[Referring expression data]
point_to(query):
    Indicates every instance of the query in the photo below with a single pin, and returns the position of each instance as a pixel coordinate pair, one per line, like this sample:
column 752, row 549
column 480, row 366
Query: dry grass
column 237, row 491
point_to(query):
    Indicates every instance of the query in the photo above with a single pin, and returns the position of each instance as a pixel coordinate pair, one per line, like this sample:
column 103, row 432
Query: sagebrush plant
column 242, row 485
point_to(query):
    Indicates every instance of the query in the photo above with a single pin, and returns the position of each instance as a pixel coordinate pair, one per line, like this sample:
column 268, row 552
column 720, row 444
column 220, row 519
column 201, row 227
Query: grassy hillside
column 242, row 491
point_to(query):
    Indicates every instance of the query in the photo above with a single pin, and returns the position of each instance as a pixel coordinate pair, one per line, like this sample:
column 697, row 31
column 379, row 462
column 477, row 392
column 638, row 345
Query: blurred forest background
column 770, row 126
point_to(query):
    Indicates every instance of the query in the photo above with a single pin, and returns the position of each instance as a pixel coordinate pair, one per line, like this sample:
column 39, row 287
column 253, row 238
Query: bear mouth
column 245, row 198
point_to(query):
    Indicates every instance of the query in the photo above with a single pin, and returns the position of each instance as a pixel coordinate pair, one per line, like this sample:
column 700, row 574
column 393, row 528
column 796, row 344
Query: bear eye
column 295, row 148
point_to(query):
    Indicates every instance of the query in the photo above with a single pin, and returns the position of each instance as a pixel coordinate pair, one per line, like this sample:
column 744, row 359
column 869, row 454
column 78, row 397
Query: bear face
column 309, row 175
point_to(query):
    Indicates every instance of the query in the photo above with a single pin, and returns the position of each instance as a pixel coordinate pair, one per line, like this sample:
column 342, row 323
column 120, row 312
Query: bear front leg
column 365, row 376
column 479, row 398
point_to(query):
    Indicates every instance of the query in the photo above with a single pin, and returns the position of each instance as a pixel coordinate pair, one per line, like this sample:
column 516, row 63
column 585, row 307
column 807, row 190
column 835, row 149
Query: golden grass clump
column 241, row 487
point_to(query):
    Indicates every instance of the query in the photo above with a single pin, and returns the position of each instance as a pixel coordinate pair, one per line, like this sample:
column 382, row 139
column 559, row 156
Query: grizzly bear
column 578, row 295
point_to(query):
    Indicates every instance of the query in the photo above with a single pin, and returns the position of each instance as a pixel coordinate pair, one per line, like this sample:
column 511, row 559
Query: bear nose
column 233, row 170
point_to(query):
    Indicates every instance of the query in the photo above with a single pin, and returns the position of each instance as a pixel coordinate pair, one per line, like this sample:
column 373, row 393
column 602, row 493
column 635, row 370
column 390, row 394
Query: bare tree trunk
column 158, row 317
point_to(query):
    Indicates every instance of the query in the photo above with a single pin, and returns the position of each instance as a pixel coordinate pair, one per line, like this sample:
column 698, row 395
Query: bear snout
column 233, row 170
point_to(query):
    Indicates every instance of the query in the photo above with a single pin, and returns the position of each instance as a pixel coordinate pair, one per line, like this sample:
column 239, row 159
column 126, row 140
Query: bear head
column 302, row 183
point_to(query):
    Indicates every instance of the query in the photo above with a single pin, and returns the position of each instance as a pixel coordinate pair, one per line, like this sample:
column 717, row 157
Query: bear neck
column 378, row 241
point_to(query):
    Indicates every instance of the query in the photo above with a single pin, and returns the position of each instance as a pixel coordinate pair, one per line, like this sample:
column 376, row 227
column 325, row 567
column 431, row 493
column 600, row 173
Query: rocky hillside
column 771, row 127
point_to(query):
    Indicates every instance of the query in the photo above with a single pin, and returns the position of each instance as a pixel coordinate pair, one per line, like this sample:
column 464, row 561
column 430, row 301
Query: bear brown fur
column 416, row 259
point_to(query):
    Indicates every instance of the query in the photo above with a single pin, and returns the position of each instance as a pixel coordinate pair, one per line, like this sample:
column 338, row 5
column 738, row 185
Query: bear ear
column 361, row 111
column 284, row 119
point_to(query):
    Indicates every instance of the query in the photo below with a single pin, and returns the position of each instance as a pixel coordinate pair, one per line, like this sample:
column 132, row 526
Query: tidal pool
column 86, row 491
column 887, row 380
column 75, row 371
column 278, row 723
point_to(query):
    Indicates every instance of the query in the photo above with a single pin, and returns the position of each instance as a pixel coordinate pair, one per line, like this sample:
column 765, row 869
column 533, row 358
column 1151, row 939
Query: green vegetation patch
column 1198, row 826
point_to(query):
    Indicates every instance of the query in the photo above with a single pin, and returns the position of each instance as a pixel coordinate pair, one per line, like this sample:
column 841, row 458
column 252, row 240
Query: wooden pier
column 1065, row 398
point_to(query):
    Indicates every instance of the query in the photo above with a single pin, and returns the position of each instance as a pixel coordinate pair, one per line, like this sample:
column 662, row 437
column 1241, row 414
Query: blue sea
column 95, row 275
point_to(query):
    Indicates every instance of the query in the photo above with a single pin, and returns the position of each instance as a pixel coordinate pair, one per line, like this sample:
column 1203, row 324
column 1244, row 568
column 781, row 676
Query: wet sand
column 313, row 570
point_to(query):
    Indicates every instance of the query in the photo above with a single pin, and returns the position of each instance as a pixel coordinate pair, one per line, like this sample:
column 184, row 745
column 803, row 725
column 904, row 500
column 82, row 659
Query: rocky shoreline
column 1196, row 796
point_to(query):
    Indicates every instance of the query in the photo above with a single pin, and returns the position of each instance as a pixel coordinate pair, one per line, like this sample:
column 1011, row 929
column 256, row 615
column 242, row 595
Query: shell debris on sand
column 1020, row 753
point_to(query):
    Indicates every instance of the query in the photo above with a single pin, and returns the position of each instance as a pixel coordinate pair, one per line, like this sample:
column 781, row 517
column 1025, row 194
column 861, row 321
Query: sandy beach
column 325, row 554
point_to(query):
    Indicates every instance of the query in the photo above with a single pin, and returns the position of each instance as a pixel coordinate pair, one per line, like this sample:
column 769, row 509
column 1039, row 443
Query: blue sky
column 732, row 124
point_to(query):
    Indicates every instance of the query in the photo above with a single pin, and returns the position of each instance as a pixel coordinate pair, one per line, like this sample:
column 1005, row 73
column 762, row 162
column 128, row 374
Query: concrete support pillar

▶ _YOUR TASK_
After the last line, print all the entries once again, unchanged.

▶ _OUTPUT BELOW_
point_to(query):
    Indicates every instance of the query in the photo below with a single pin, and returns the position of each instance as a pixel coordinate pair, one per line, like this sample:
column 752, row 549
column 480, row 366
Query: dry grass
column 237, row 491
point_to(query):
    Indicates every instance of the query in the photo above with a single pin, and returns the position of each instance as a pixel coordinate pair, one per line, like this sample:
column 103, row 432
Query: sagebrush plant
column 242, row 485
point_to(query):
    Indicates every instance of the query in the photo above with a single pin, and returns the position of each instance as a pixel coordinate pair, one per line, like this sample:
column 268, row 552
column 720, row 444
column 220, row 519
column 201, row 227
Query: grassy hillside
column 242, row 491
point_to(query):
    Indicates every instance of the query in the photo above with a single pin, and returns the position of each instance as a pixel coordinate pair, one per line, like this sample:
column 697, row 31
column 379, row 462
column 477, row 392
column 638, row 345
Query: blurred forest background
column 770, row 126
point_to(query):
    Indicates every instance of the query in the photo above with a single pin, and returns the position of each instance as a pixel coordinate pair, one per line, like this sample:
column 39, row 287
column 253, row 238
Query: bear mouth
column 245, row 198
point_to(query):
    Indicates every instance of the query in the photo above with a single pin, and returns the position of each instance as a pixel coordinate pair, one per line, like this sample:
column 700, row 574
column 393, row 528
column 796, row 344
Query: bear eye
column 295, row 148
point_to(query):
    Indicates every instance of the query in the photo above with a single pin, and returns the position of each instance as a pixel coordinate pair, one per line, like this sample:
column 744, row 359
column 869, row 454
column 78, row 397
Query: bear face
column 309, row 175
point_to(query):
    Indicates every instance of the query in the photo above with a single pin, and returns the position of each instance as a pixel coordinate pair, one per line, like this sample:
column 342, row 323
column 120, row 312
Query: bear front leg
column 365, row 376
column 479, row 398
point_to(query):
    Indicates every instance of the query in the photo above with a single pin, and returns the position of each instance as a pixel coordinate pair, one per line, like this sample:
column 516, row 63
column 585, row 307
column 807, row 190
column 835, row 149
Query: golden grass clump
column 241, row 487
point_to(query):
    Indicates every instance of the query in the photo above with a single pin, and returns the position of each instance as a pixel coordinate pair, one per line, like this sample:
column 382, row 139
column 559, row 156
Query: grizzly bear
column 578, row 295
point_to(query):
    Indicates every instance of the query in the photo above with a single pin, and returns the position of each instance as a pixel coordinate pair, one per line, like this sample:
column 511, row 559
Query: bear nose
column 233, row 170
point_to(query):
    Indicates every instance of the query in the photo above with a single pin, and returns the position of each instance as a pixel coordinate pair, one per line, like this sample:
column 373, row 393
column 602, row 493
column 635, row 370
column 390, row 394
Query: bare tree trunk
column 158, row 317
point_to(query):
    Indicates every instance of the query in the photo above with a single pin, and returns the position of each instance as a pixel coordinate pair, one per line, like this sample:
column 698, row 395
Query: bear snout
column 233, row 170
point_to(query):
    Indicates every instance of the query in the photo above with a single pin, and returns the position of each instance as a pixel coordinate pair, one per line, like this sample:
column 239, row 159
column 126, row 140
Query: bear head
column 302, row 183
point_to(query):
    Indicates every instance of the query in the photo above with a single pin, and returns the position of each instance as a pixel coordinate pair, one per line, like this sample:
column 717, row 157
Query: bear neck
column 378, row 241
point_to(query):
    Indicates every instance of the query in the photo above with a single pin, and returns the position of each instance as a pixel coordinate pair, one per line, like this sample:
column 376, row 227
column 325, row 567
column 431, row 493
column 600, row 173
Query: rocky hillside
column 771, row 127
point_to(query):
    Indicates every instance of the query in the photo above with a single pin, and returns the position of each instance as a pixel coordinate pair, one per line, like this sample:
column 464, row 561
column 430, row 301
Query: bear brown fur
column 416, row 259
point_to(query):
    Indicates every instance of the query in the photo above with a single pin, and returns the position of each instance as a pixel coordinate pair, one per line, like this sample:
column 338, row 5
column 738, row 185
Query: bear ear
column 361, row 111
column 284, row 119
point_to(query):
    Indicates every instance of the query in the photo below with a single pin, and returns the position of each instance as a pixel coordinate pair, one per line, like this sample:
column 132, row 526
Query: tidal pool
column 86, row 491
column 887, row 380
column 75, row 371
column 278, row 723
point_to(query):
    Indicates every instance of the query in the photo above with a single pin, and returns the position of each instance as a pixel coordinate pair, one per line, like this sample:
column 765, row 869
column 533, row 358
column 1151, row 939
Query: green vegetation patch
column 1198, row 826
point_to(query):
    Indicates every instance of the query in the photo above with a single pin, and returns the position of each instance as a pixel coordinate pair, one per line, like this sample:
column 841, row 458
column 252, row 240
Query: wooden pier
column 1065, row 398
point_to(query):
    Indicates every instance of the query in the photo above with a single pin, and returns the position of each instance as a pixel coordinate pair, one per line, like this sample:
column 662, row 437
column 1241, row 414
Query: blue sea
column 95, row 275
point_to(query):
    Indicates every instance of the query in the photo above with a single pin, and returns the position of each instance as a pixel coordinate pair, one per line, like this sample:
column 1203, row 324
column 1244, row 568
column 781, row 676
Query: wet sand
column 313, row 570
point_to(query):
    Indicates every instance of the query in the photo above with a single pin, and returns the position of each instance as a pixel coordinate pair, one per line, like this sample:
column 184, row 745
column 803, row 725
column 904, row 500
column 82, row 659
Query: rocky shoreline
column 1196, row 796
point_to(query):
    Indicates every instance of the query in the photo above with a single pin, and returns the position of each instance as a pixel coordinate pair, one per line, like this sample:
column 1011, row 929
column 256, row 615
column 242, row 595
Query: shell debris on sand
column 1020, row 753
point_to(query):
    Indicates every instance of the query in the photo above with a single pin, and returns the position of each instance as a pixel coordinate pair, one per line, like this sample:
column 781, row 517
column 1025, row 194
column 861, row 321
Query: sandy beach
column 325, row 554
point_to(query):
    Indicates every instance of the query in the photo above with a single pin, and returns the position of each instance as a pixel coordinate pair, one per line, like this sample:
column 769, row 509
column 1039, row 443
Query: blue sky
column 732, row 124
point_to(query):
    Indicates every instance of the query in the photo above with a single pin, and returns the position of each instance as a pixel coordinate pair, one per line, like this sample:
column 1005, row 73
column 762, row 162
column 128, row 374
Query: concrete support pillar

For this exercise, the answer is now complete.